Segment Open
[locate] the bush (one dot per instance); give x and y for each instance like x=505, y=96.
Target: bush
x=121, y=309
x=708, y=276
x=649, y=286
Segment Closed
Directions for this task:
Every entry needs to be copied exactly as it was written.

Your solution:
[locate] the bush (one dot per instance); give x and y for each instance like x=505, y=96.
Target: bush
x=121, y=309
x=708, y=276
x=649, y=286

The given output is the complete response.